[Opening Excerpted records section]

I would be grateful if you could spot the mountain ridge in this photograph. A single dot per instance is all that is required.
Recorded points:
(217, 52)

[Closing Excerpted records section]
[Opening Excerpted records section]

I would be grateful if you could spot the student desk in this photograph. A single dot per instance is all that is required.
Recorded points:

[Closing Excerpted records section]

Find all the lines with "would" in the data and copy them.

I would be grateful if you could spot the mountain ridge in this photograph. A single dot per instance is all that is required.
I would be grateful if you could spot the student desk in this photograph. A single dot per instance is all that is required.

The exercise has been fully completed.